-------- ENTRIES SUPPLIED --------
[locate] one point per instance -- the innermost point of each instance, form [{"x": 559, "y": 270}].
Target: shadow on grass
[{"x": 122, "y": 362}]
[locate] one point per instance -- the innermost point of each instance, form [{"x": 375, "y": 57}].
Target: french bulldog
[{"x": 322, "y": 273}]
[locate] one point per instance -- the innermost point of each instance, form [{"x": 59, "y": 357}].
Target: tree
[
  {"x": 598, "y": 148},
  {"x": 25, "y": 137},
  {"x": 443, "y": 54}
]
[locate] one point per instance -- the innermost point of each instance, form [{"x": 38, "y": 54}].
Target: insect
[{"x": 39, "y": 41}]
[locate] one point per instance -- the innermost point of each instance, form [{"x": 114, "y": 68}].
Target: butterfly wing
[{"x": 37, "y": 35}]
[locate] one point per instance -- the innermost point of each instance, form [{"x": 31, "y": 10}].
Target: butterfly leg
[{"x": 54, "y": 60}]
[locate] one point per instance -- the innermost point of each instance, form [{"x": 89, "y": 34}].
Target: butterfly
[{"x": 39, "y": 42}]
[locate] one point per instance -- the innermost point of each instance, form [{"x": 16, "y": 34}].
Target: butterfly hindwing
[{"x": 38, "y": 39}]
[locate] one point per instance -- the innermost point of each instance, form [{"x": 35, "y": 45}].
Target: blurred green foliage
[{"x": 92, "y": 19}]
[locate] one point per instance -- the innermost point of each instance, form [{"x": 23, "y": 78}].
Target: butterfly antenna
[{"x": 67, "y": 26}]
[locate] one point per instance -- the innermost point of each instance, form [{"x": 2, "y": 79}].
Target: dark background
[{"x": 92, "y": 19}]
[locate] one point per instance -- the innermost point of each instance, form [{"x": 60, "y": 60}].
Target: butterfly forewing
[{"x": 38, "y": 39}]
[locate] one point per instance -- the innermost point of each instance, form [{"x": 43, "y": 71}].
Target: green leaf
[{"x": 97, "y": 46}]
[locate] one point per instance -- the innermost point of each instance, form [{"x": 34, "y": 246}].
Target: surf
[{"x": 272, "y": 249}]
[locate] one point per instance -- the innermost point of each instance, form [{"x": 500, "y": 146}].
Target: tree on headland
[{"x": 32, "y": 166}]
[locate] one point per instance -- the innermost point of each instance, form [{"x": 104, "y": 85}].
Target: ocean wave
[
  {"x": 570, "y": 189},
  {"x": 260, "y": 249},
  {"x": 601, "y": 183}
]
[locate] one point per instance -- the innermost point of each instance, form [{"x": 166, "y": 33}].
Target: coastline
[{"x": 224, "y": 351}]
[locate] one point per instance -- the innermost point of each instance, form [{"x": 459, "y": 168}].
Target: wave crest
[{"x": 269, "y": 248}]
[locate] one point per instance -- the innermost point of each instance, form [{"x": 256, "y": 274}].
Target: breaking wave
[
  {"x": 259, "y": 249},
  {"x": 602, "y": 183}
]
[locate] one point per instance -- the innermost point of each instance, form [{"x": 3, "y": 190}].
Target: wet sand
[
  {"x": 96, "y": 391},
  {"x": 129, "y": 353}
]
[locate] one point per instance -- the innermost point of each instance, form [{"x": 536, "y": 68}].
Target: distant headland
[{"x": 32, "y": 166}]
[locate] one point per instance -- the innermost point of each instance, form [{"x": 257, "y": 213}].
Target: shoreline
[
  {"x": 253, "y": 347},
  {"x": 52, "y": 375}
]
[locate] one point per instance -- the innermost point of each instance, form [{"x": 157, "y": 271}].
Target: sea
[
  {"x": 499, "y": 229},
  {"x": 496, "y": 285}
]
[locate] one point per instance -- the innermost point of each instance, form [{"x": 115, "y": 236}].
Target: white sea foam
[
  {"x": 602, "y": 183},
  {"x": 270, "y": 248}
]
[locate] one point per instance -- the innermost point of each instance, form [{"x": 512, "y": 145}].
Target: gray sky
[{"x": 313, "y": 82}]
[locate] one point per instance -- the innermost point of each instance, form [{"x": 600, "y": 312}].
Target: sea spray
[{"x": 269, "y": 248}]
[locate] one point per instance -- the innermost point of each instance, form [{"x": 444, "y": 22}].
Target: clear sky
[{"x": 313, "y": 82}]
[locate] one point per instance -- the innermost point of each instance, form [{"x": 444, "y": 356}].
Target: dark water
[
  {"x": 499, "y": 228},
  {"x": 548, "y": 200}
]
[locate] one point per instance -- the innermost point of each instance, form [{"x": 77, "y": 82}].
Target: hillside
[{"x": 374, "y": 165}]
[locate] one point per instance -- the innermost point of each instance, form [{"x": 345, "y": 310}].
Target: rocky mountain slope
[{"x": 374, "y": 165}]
--------
From the records above, extract every entry exactly as given.

COMPLETE RESPONSE >>
[locate] one point per instance -- the innermost point of each instance, form [{"x": 559, "y": 270}].
Target: shadow on grass
[{"x": 122, "y": 362}]
[locate] one point per instance -- the innermost point of each instance, form [{"x": 375, "y": 57}].
Target: french bulldog
[{"x": 322, "y": 273}]
[locate] one point per instance -- the innermost point of each instance, form [{"x": 59, "y": 357}].
Target: tree
[
  {"x": 598, "y": 148},
  {"x": 25, "y": 137},
  {"x": 443, "y": 54}
]
[locate] one point per instance -- the innermost point of each instance, form [{"x": 38, "y": 54}].
Target: insect
[{"x": 39, "y": 41}]
[locate] one point per instance -- the innermost point of each instance, form [{"x": 114, "y": 68}].
Target: butterfly wing
[{"x": 37, "y": 35}]
[locate] one point per instance -- the innermost point of each instance, form [{"x": 31, "y": 10}].
Target: butterfly leg
[{"x": 54, "y": 60}]
[locate] one point per instance -- the innermost point of each instance, form [{"x": 89, "y": 34}].
Target: butterfly
[{"x": 39, "y": 42}]
[locate] one point per instance -- the innermost point of each instance, form [{"x": 16, "y": 34}].
Target: butterfly hindwing
[{"x": 38, "y": 39}]
[locate] one point per instance -- the innermost point of each instance, form [{"x": 35, "y": 45}].
Target: blurred green foliage
[{"x": 92, "y": 19}]
[locate] one point per instance -- the innermost point of each instance, form [{"x": 23, "y": 78}].
Target: butterfly antenna
[{"x": 67, "y": 26}]
[locate] one point per instance -- the innermost point of each instance, form [{"x": 2, "y": 79}].
Target: dark background
[{"x": 92, "y": 19}]
[locate] one point per instance -- the innermost point of each instance, form [{"x": 60, "y": 60}].
Target: butterfly forewing
[{"x": 38, "y": 39}]
[locate] one point per instance -- the innermost point of each instance, form [{"x": 43, "y": 71}].
Target: green leaf
[{"x": 97, "y": 46}]
[locate] one point per instance -- the innermost point of each instance, form [{"x": 34, "y": 246}].
Target: surf
[{"x": 272, "y": 249}]
[locate] one point per instance -- the innermost point of each instance, form [{"x": 500, "y": 146}].
Target: tree on headland
[{"x": 32, "y": 166}]
[locate] one point per instance -- the innermost point of each instance, form [{"x": 104, "y": 85}].
Target: ocean wave
[
  {"x": 570, "y": 189},
  {"x": 260, "y": 249},
  {"x": 601, "y": 183}
]
[locate] one point per instance -- the innermost point of each instance, form [{"x": 166, "y": 33}].
Target: coastline
[{"x": 224, "y": 351}]
[locate] one point per instance -- the innermost point of each instance, form [{"x": 459, "y": 168}].
Target: wave crest
[{"x": 269, "y": 248}]
[locate] one point per instance -- the innermost point of each instance, form [{"x": 256, "y": 274}].
Target: breaking wave
[
  {"x": 259, "y": 249},
  {"x": 602, "y": 183}
]
[locate] one point per instance -- the innermost point of each instance, form [{"x": 3, "y": 190}].
Target: wet sand
[
  {"x": 96, "y": 391},
  {"x": 129, "y": 353}
]
[locate] one point per instance -- the innermost point of each instance, form [{"x": 536, "y": 68}].
Target: distant headland
[{"x": 32, "y": 166}]
[locate] one point per instance -- the innermost point of each instance, form [{"x": 257, "y": 213}].
Target: shoreline
[
  {"x": 253, "y": 347},
  {"x": 52, "y": 375}
]
[locate] one point per instance -- the innermost point of each instance, form [{"x": 157, "y": 271}].
Target: sea
[
  {"x": 499, "y": 229},
  {"x": 496, "y": 285}
]
[locate] one point per instance -- the innermost point of each instance, form [{"x": 115, "y": 236}].
Target: white sea foam
[
  {"x": 602, "y": 183},
  {"x": 270, "y": 248}
]
[locate] one point per instance -- the innermost point of each instance, form [{"x": 512, "y": 145}].
Target: gray sky
[{"x": 313, "y": 82}]
[locate] one point per instance -- the innermost point of each instance, form [{"x": 600, "y": 312}].
Target: sea spray
[{"x": 269, "y": 248}]
[locate] one point per instance -- the innermost point of each instance, form [{"x": 444, "y": 22}].
Target: clear sky
[{"x": 313, "y": 82}]
[locate] one point per instance -- the innermost point of each instance, form [{"x": 444, "y": 356}].
Target: dark water
[
  {"x": 499, "y": 228},
  {"x": 548, "y": 200}
]
[locate] one point per instance -- the innermost point of each instance, form [{"x": 77, "y": 82}].
Target: hillside
[{"x": 374, "y": 165}]
[locate] one point per instance -- the innermost point of each instance, form [{"x": 345, "y": 310}].
Target: rocky mountain slope
[{"x": 374, "y": 165}]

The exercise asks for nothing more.